- Task to complete: Reproduce all of the data below verbatim, keeping every line in its original order.

- Material provided:
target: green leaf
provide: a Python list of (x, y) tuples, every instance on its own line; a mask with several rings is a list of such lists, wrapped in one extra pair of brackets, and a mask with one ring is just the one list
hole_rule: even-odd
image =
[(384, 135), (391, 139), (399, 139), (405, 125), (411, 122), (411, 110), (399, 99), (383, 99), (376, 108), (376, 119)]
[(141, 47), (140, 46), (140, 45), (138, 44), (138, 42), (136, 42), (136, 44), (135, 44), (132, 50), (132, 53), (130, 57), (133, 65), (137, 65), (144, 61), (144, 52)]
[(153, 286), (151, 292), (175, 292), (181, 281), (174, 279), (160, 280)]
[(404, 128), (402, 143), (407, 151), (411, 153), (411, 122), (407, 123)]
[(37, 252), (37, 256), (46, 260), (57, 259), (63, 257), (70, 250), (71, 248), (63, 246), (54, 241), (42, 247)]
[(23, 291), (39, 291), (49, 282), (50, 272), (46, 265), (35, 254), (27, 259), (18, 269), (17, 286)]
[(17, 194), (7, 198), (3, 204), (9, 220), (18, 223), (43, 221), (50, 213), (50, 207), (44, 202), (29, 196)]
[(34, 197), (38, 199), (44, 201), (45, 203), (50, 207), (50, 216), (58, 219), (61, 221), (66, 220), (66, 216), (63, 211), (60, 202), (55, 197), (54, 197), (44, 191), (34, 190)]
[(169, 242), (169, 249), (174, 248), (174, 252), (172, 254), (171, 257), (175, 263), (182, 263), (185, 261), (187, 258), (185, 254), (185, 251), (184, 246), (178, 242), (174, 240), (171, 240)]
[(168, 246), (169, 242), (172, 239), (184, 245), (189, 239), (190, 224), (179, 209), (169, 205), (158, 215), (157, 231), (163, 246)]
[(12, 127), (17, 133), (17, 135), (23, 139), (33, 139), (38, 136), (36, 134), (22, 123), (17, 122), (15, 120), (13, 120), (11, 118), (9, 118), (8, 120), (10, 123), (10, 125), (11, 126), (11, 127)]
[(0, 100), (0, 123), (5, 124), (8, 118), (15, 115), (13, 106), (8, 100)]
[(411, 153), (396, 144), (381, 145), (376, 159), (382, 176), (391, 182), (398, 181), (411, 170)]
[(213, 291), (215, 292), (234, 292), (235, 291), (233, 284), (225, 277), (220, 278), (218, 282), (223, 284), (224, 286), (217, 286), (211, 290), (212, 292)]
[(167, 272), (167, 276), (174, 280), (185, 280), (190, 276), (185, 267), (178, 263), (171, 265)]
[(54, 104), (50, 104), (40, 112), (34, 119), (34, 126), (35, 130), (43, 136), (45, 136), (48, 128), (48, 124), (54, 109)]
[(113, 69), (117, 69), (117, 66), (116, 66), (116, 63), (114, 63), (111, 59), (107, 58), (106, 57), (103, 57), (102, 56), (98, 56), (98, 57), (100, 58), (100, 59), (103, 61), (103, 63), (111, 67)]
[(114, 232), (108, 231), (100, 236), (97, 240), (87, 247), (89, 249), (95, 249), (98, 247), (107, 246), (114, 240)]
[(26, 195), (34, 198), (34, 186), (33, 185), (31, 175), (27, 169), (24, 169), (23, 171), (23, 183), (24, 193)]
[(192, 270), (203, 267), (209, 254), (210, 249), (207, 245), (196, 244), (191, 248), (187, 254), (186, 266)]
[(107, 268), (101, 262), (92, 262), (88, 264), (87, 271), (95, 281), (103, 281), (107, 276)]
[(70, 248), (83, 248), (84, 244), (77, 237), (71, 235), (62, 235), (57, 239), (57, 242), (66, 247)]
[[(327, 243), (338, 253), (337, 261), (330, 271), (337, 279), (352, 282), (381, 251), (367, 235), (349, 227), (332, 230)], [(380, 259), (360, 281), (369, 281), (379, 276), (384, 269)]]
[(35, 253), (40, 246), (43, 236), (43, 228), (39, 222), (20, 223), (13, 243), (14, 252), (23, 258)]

- Full response:
target: green leaf
provide: a Python list of (x, y) tuples, every instance on its own line; a mask with several rings is a list of such lists, wrapped in one extra pair of brackets, and a mask with one ring is just the one list
hole_rule: even-odd
image =
[(384, 135), (391, 139), (399, 139), (405, 125), (411, 122), (411, 110), (399, 99), (383, 99), (376, 108), (376, 119)]
[(141, 47), (140, 46), (140, 45), (138, 44), (138, 42), (136, 42), (136, 44), (135, 44), (132, 50), (132, 53), (130, 57), (133, 65), (137, 65), (144, 61), (144, 52)]
[(153, 286), (151, 292), (175, 292), (181, 281), (174, 279), (160, 280)]
[(404, 128), (402, 143), (407, 151), (411, 153), (411, 122), (407, 123)]
[(37, 252), (37, 256), (46, 260), (57, 259), (63, 257), (70, 250), (71, 248), (63, 246), (54, 241), (42, 247)]
[(23, 291), (39, 291), (49, 282), (50, 272), (46, 265), (35, 254), (27, 259), (18, 269), (17, 286)]
[(17, 194), (7, 198), (3, 204), (9, 220), (18, 223), (43, 221), (50, 213), (50, 207), (44, 202), (29, 196)]
[(34, 197), (38, 199), (44, 201), (45, 203), (50, 207), (50, 216), (58, 219), (61, 221), (66, 220), (66, 216), (63, 211), (60, 202), (55, 197), (54, 197), (44, 191), (34, 190)]
[(169, 242), (169, 249), (174, 248), (174, 252), (172, 254), (171, 257), (175, 263), (182, 263), (185, 261), (187, 258), (185, 254), (185, 251), (184, 246), (178, 242), (174, 240), (171, 240)]
[(168, 246), (169, 242), (172, 239), (184, 245), (189, 239), (190, 224), (179, 209), (169, 205), (158, 215), (157, 231), (163, 246)]
[(12, 127), (17, 133), (17, 135), (23, 139), (33, 139), (38, 136), (36, 134), (22, 123), (17, 122), (15, 120), (13, 120), (11, 118), (9, 118), (8, 120), (10, 123), (10, 125), (11, 126), (11, 127)]
[(0, 100), (0, 123), (5, 124), (8, 118), (15, 115), (13, 106), (8, 100)]
[(411, 153), (396, 144), (381, 145), (376, 159), (382, 176), (391, 182), (398, 181), (411, 170)]
[(213, 291), (215, 292), (234, 292), (235, 291), (233, 284), (225, 277), (220, 278), (218, 282), (223, 284), (224, 286), (217, 286), (211, 290), (212, 292)]
[(167, 272), (167, 276), (174, 280), (185, 280), (190, 276), (185, 267), (178, 263), (171, 265)]
[(54, 104), (50, 104), (40, 112), (34, 119), (34, 126), (35, 130), (43, 136), (45, 136), (48, 128), (48, 124), (54, 109)]
[(113, 69), (117, 69), (117, 66), (116, 66), (116, 63), (114, 63), (111, 59), (107, 58), (106, 57), (103, 57), (102, 56), (98, 56), (98, 57), (100, 58), (100, 59), (103, 61), (103, 63), (111, 67)]
[(114, 232), (108, 231), (100, 236), (97, 240), (87, 247), (89, 249), (95, 249), (98, 247), (107, 246), (114, 240)]
[(26, 195), (34, 198), (34, 186), (33, 185), (31, 175), (27, 169), (24, 169), (23, 171), (23, 183), (24, 193)]
[(192, 270), (203, 267), (209, 254), (210, 249), (207, 245), (196, 244), (191, 248), (187, 254), (186, 266)]
[(107, 268), (101, 262), (92, 262), (88, 264), (87, 271), (95, 281), (103, 281), (107, 276)]
[(70, 248), (83, 248), (84, 244), (77, 237), (71, 235), (62, 235), (57, 239), (57, 242), (66, 247)]
[[(327, 243), (338, 253), (337, 261), (330, 271), (337, 279), (352, 282), (381, 251), (367, 235), (349, 227), (332, 230)], [(380, 259), (360, 281), (369, 281), (379, 276), (384, 269)]]
[(35, 253), (40, 246), (43, 236), (43, 228), (39, 222), (20, 223), (13, 243), (14, 252), (23, 258)]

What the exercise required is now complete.